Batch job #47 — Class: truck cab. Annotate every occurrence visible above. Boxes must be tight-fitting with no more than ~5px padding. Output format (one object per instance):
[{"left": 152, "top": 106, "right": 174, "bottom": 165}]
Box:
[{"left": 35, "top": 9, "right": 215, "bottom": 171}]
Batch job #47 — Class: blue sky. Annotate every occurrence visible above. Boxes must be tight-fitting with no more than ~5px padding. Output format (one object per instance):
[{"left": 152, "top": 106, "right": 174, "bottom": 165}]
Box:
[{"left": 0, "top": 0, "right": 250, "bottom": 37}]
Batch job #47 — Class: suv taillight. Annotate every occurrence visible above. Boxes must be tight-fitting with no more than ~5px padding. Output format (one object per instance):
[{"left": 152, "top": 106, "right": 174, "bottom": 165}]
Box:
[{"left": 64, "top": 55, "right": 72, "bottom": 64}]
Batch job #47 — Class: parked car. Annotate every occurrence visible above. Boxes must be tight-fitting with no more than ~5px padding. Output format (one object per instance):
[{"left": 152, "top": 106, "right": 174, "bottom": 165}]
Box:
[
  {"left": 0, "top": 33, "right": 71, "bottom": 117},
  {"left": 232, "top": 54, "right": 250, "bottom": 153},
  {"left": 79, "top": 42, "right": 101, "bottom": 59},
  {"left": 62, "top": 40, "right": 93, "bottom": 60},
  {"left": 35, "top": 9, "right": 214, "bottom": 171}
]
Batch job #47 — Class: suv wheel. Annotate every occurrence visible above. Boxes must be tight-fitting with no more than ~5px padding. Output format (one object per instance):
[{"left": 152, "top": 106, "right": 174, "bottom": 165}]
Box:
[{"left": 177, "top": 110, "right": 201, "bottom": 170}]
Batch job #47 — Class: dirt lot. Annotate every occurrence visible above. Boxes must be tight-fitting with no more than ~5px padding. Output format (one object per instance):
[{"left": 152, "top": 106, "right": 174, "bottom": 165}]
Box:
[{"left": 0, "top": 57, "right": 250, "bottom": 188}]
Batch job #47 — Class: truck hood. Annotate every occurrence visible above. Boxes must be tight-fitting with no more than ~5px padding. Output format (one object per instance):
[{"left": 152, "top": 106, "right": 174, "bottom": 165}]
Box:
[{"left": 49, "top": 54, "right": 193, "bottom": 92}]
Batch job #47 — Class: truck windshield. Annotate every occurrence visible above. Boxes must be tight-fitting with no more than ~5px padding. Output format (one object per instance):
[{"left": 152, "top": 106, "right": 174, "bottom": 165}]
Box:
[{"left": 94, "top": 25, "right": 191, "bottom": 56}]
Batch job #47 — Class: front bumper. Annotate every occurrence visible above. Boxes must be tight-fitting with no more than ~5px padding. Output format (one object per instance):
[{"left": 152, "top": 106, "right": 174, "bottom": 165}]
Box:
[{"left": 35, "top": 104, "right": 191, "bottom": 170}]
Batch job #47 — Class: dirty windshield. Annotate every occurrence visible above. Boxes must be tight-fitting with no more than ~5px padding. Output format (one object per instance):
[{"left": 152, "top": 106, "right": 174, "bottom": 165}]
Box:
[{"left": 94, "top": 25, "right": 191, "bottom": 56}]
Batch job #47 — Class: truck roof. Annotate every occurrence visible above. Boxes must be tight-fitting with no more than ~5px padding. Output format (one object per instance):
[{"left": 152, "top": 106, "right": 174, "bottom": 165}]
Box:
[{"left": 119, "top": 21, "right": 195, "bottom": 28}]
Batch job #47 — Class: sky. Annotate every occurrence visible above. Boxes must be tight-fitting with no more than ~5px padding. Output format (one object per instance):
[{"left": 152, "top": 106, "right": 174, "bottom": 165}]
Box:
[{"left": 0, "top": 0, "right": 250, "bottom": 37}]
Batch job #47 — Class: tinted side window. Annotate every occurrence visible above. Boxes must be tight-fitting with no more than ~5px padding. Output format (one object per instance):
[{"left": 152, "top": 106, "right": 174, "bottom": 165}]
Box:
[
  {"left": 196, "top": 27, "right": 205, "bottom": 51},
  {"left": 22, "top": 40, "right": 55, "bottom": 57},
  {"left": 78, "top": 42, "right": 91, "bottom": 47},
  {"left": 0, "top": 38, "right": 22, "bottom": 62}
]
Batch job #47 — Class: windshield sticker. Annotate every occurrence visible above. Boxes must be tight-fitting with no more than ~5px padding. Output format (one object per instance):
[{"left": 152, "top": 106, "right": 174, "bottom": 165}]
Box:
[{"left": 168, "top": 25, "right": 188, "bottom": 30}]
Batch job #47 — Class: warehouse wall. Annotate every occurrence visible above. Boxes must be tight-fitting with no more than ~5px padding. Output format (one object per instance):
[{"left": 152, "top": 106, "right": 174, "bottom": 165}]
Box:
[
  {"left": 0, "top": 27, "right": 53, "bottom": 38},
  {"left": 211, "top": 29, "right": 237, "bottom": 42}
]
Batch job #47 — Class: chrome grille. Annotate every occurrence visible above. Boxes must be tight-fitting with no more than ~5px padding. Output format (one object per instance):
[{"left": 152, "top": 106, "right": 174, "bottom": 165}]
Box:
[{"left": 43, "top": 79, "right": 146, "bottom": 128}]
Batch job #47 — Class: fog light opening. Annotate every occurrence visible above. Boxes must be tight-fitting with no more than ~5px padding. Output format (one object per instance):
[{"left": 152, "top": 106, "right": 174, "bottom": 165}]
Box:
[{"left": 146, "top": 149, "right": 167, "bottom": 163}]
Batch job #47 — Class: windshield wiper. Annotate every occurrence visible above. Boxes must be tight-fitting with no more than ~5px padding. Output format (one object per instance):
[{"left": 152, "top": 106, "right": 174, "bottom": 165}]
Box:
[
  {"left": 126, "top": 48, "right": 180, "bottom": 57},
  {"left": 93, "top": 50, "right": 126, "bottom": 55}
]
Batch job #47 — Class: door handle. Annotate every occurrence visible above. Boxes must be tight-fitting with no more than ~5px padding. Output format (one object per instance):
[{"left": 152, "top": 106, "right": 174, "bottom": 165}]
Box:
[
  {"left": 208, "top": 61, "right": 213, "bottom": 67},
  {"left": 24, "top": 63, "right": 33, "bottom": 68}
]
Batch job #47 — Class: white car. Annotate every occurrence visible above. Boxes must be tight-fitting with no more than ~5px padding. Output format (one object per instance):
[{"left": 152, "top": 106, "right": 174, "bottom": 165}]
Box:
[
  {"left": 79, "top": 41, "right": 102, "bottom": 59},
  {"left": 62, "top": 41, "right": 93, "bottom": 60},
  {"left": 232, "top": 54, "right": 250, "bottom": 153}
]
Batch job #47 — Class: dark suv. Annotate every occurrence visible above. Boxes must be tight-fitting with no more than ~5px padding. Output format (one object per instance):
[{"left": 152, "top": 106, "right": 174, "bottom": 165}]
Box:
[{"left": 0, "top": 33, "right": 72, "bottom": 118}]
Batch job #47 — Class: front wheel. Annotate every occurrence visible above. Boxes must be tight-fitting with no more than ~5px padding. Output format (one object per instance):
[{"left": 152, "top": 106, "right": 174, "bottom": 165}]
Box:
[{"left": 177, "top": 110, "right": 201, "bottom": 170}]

### TASK TO CARRY OUT
Can you change every "tight-fitting" in the rows above to "snug" and write out all the rows again, with nothing else altered?

### THE COMPLETED TASK
Batch job #47 — Class: truck cab. Annotate every occurrence visible above. Boxes must be snug with no more than ~5px padding. Output format (one object per instance):
[{"left": 152, "top": 106, "right": 174, "bottom": 165}]
Box:
[{"left": 35, "top": 9, "right": 215, "bottom": 171}]
Batch job #47 — Class: blue sky. Annotate every occurrence visible above. Boxes must be snug with no more than ~5px padding. Output format (one object per instance):
[{"left": 152, "top": 106, "right": 174, "bottom": 165}]
Box:
[{"left": 0, "top": 0, "right": 250, "bottom": 37}]
Batch job #47 — Class: suv taillight. Annotate every occurrence visible above. Boxes must be snug with no more than ~5px padding. Output format (one object per instance):
[{"left": 152, "top": 106, "right": 174, "bottom": 165}]
Box:
[{"left": 64, "top": 55, "right": 72, "bottom": 64}]
Batch job #47 — Class: parked car. Annotate every occurrence visible above. Boxes must be snug with no more than ~5px padding. Output format (one object per instance):
[{"left": 152, "top": 106, "right": 174, "bottom": 165}]
Box:
[
  {"left": 0, "top": 33, "right": 71, "bottom": 117},
  {"left": 232, "top": 54, "right": 250, "bottom": 153},
  {"left": 79, "top": 42, "right": 101, "bottom": 59},
  {"left": 62, "top": 40, "right": 93, "bottom": 60},
  {"left": 35, "top": 9, "right": 214, "bottom": 171}
]
Batch job #47 — Class: suv wheel. Annotate every occurrence visible above. Boxes must be snug with no more than ~5px padding. Output format (one object per instance):
[{"left": 152, "top": 106, "right": 174, "bottom": 165}]
Box:
[{"left": 177, "top": 110, "right": 201, "bottom": 170}]
Batch job #47 — Class: dirt lot. Annotate every occurrence visible above. Boxes must be snug with no more than ~5px padding. Output format (one object per instance):
[{"left": 152, "top": 106, "right": 174, "bottom": 165}]
Box:
[{"left": 0, "top": 57, "right": 250, "bottom": 188}]
Batch job #47 — Class: truck hood. Annotate every occurrence visible above. Boxes must be snug with no more than ~5px padding. Output format (one object per instance):
[{"left": 152, "top": 106, "right": 174, "bottom": 165}]
Box:
[{"left": 49, "top": 54, "right": 193, "bottom": 92}]
Batch job #47 — Class: truck windshield. Annotate every occurrence visible above. Boxes must be snug with no more than ~5px padding. Output format (one object per instance):
[{"left": 152, "top": 106, "right": 174, "bottom": 165}]
Box:
[{"left": 94, "top": 25, "right": 191, "bottom": 56}]
Batch job #47 — Class: front bumper. Annotate every occurrence visible above. Boxes must be snug with no more than ~5px padding. Output format (one object per instance):
[{"left": 152, "top": 106, "right": 174, "bottom": 165}]
Box:
[{"left": 35, "top": 104, "right": 191, "bottom": 170}]
Batch job #47 — Class: dirty windshield. Annotate every occurrence visible above. Boxes must be snug with no more than ~5px padding. Output format (one object per instance):
[{"left": 152, "top": 106, "right": 174, "bottom": 165}]
Box:
[{"left": 94, "top": 25, "right": 191, "bottom": 56}]
Batch job #47 — Class: truck roof. Annotate every occurrence visible above. Boxes must be snug with no more than ~5px padding. Output format (one object per instance):
[{"left": 152, "top": 106, "right": 174, "bottom": 165}]
Box:
[{"left": 119, "top": 21, "right": 195, "bottom": 28}]
Batch job #47 — Class: sky. Annotate every occurrence visible above. Boxes must be snug with no more than ~5px padding. Output format (one object per instance):
[{"left": 152, "top": 106, "right": 174, "bottom": 165}]
Box:
[{"left": 0, "top": 0, "right": 250, "bottom": 37}]
Batch job #47 — Class: tinted side window. Annotate every occurrence visible above. Boxes must be snug with no more than ~5px padding. Output format (one object per instance):
[{"left": 152, "top": 106, "right": 174, "bottom": 165}]
Box:
[
  {"left": 196, "top": 27, "right": 205, "bottom": 51},
  {"left": 22, "top": 40, "right": 55, "bottom": 57},
  {"left": 78, "top": 42, "right": 91, "bottom": 47},
  {"left": 0, "top": 38, "right": 22, "bottom": 62}
]
Batch job #47 — Class: windshield sticker. Annotate every occurrence visible above. Boxes must be snug with no more than ~5px padding. Output format (one object per instance):
[{"left": 152, "top": 106, "right": 174, "bottom": 165}]
Box:
[{"left": 168, "top": 25, "right": 188, "bottom": 30}]
Batch job #47 — Class: warehouse wall. Annotate every occurrence visible above. Boxes must be snug with no more than ~5px padding. Output format (one object per instance):
[{"left": 152, "top": 106, "right": 174, "bottom": 165}]
Box:
[
  {"left": 0, "top": 27, "right": 53, "bottom": 38},
  {"left": 211, "top": 29, "right": 237, "bottom": 42}
]
Batch job #47 — Class: chrome grille. Annotate every occurrence visible above. Boxes must be snug with no more than ~5px padding. Output format (one object per instance):
[{"left": 152, "top": 106, "right": 174, "bottom": 165}]
Box:
[{"left": 43, "top": 79, "right": 146, "bottom": 128}]
Batch job #47 — Class: fog light opening. Annotate every occurrence visible above. Boxes must be snug with no more than ~5px padding. Output format (one object per instance):
[{"left": 152, "top": 106, "right": 174, "bottom": 165}]
Box:
[{"left": 146, "top": 149, "right": 167, "bottom": 163}]
Batch job #47 — Class: windshield wiper. Annotate every occurrence visible above. Boxes must be snug with no more than ~5px padding. Output format (one object per instance):
[{"left": 152, "top": 106, "right": 174, "bottom": 165}]
Box:
[
  {"left": 126, "top": 48, "right": 180, "bottom": 57},
  {"left": 93, "top": 50, "right": 126, "bottom": 55}
]
Batch job #47 — Class: door handle. Annotate every occurrence visible above. Boxes must be snug with no more than ~5px padding. Output format (one object per instance):
[{"left": 152, "top": 106, "right": 174, "bottom": 165}]
Box:
[
  {"left": 208, "top": 61, "right": 213, "bottom": 67},
  {"left": 24, "top": 63, "right": 33, "bottom": 68}
]
Batch job #47 — Class: white car. Annotate every occurrence visible above. Boxes must be snug with no more than ~5px padding. Output format (one object per instance):
[{"left": 152, "top": 106, "right": 174, "bottom": 165}]
Box:
[
  {"left": 79, "top": 41, "right": 102, "bottom": 59},
  {"left": 62, "top": 41, "right": 93, "bottom": 60},
  {"left": 232, "top": 54, "right": 250, "bottom": 153}
]
Batch job #47 — Class: dark suv. Annotate every occurrence visible above. Boxes must be snug with no more than ~5px padding. Output format (one object per instance):
[{"left": 152, "top": 106, "right": 174, "bottom": 165}]
Box:
[{"left": 0, "top": 33, "right": 72, "bottom": 118}]
Batch job #47 — Class: front wheel. Annotate every occurrence visible above. Boxes must be snug with no more than ~5px padding. Output format (one object per instance):
[{"left": 152, "top": 106, "right": 174, "bottom": 165}]
Box:
[{"left": 177, "top": 110, "right": 201, "bottom": 170}]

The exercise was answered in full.